Wakana Oishi1, Loïc Decrey2, Rui Tezuka1, Daisuke Sano1, *, Tamar Kohn2 and Naoyuki Funamizu1
1 Division of Environmental Engineering, Faculty of Engineering, Hokkaido University, N13W8, Kita-ku, Sapporo, Hokkaido 060-8628, Japan 2 Laboratory of Environmental Chemistry, School of Architecture, Civil and Environmental Engineering (ENAC), École Polytechnique Fédérale de Lausanne (EPFL), 1015 Lausanne, Switzerlan(free)
This study aimed to investigate the fate of bacteriophage MS2 in concentrated human urine. Bacteriophage MS2 was inactivated in concentrated urine containing 0.3-2.4 M NH3, and quantified by plaque assay, quantitative PCR (qPCR) and enzymatic treatment-qPCR using six primer sets that cover the half of whole MS2 genome. Concentrated urine effectively inactivated the phage. Free ammonia in the hydrolysed urine was the most important constituent for the phage inactivation, while the increase in pH and osmotic pressure values did not give adverse effect on the phage infectivity. Damage on capsid was not observed, meanwhile the overall genome degradation rate, estimated from the degradation rate of each qPCR target region, was comparable with the rate of infectivity loss. These results show that damage on the genomic RNA by free-ammonia was the most important factor for inactivating bacteriophage MS2 in concentrated urine.

#####

PROBLEM SET:
**A)** In the abstract on bacteriophage MS2 in concentrated urine, which constituent of the hydrolysed urine was most important for inactivating the phage?
**B)** Quote the abstract from "Wakana Oishi1, Loïc" up to and including "1015 Lausanne, Switzerlan(free)".
The records have no connection to the abstract.

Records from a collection

#####

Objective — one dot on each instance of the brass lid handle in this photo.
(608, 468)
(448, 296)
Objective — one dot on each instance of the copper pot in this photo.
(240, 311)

#####

ANSWERS TO THIS EXERCISE:
**A)** Free ammonia

**B)**
Wakana Oishi1, Loïc Decrey2, Rui Tezuka1, Daisuke Sano1, *, Tamar Kohn2 and Naoyuki Funamizu1
1 Division of Environmental Engineering, Faculty of Engineering, Hokkaido University, N13W8, Kita-ku, Sapporo, Hokkaido 060-8628, Japan 2 Laboratory of Environmental Chemistry, School of Architecture, Civil and Environmental Engineering (ENAC), École Polytechnique Fédérale de Lausanne (EPFL), 1015 Lausanne, Switzerlan(free)